Excerpts of pointing data:
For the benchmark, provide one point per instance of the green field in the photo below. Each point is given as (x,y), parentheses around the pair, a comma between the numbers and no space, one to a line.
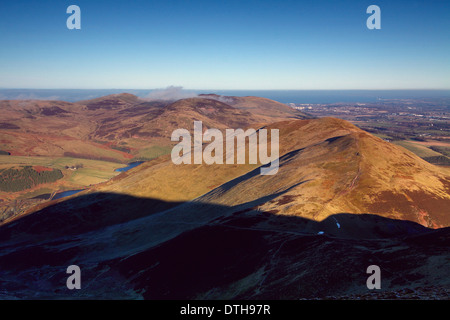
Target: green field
(93,171)
(419,150)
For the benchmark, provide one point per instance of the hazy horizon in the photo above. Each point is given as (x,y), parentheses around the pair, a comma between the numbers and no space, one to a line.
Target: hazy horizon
(257,45)
(172,92)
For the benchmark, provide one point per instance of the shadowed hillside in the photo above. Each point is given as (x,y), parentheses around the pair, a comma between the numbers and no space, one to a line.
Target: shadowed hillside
(131,249)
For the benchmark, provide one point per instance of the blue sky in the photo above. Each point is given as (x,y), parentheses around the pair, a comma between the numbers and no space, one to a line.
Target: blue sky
(225,44)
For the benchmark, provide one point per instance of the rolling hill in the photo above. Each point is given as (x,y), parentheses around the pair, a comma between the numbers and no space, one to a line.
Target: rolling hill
(342,200)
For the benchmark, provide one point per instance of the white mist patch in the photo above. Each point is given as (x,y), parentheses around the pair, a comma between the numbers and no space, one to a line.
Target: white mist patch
(170,93)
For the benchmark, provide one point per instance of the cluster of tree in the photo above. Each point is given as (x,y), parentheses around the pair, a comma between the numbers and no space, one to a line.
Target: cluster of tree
(444,150)
(13,180)
(75,167)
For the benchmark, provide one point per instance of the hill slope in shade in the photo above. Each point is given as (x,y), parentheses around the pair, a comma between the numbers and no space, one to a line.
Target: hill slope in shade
(327,166)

Work to be completed: Update the entries above by replacing every "Target" with "Object" and leaving all other text unchanged. Omit the pictures from your answer.

Finished answer:
For the benchmark, provide one point per instance of the green field in the photo below. Each point is given as (x,y), parentheses around the pair, a comma between the numbers and no space, one to a line.
Object: green field
(93,171)
(419,150)
For the benchmark, provide one point per instance of the hazy horizon in the photo above. Each point is given as (x,y), parentheses around the pair, a comma between the numbers and no space, one to a line.
Object: hazy horizon
(257,45)
(172,92)
For the benchmark, provide one point per instance of the shadowed hillside in the photo above. Each point is given as (x,y), parentheses around the pair, a comma between the numbers and no space, one to a line.
Object: shadowed hillside
(131,249)
For the benchmark, provide one point per instance of the blue sky in the photo above. Each point is given as (x,y), parentheses around the pair, a comma between the numbers and no space, one to a line.
Object: blue sky
(225,44)
For the benchmark, provide one point per instance of the rolling hill in the photo above. Each point is given as (x,y), parentheses around the pair, a comma between the numbers and no space, one to a line.
Object: rolling hill
(342,200)
For the benchmark, provide one point per instance of the white mist patch in the photo above. Each point is given as (x,y), parentheses around the pair, a comma between the numbers and no space, one to a line.
Object: white mist patch
(170,93)
For the benchmark, provide one point per instance of the cluster of tree in the photo above. Each point is given as (x,y), parentheses around the pair, a comma between the numbers and no space, one to a line.
Object: cluster of tree
(444,150)
(13,180)
(75,167)
For the benchmark, provide one point per instance of the hill slope in shade in the photo above. Each point is given as (x,y), parentheses around the pair, a comma between the numbers and no space, one to a line.
Object: hill slope in shade
(327,166)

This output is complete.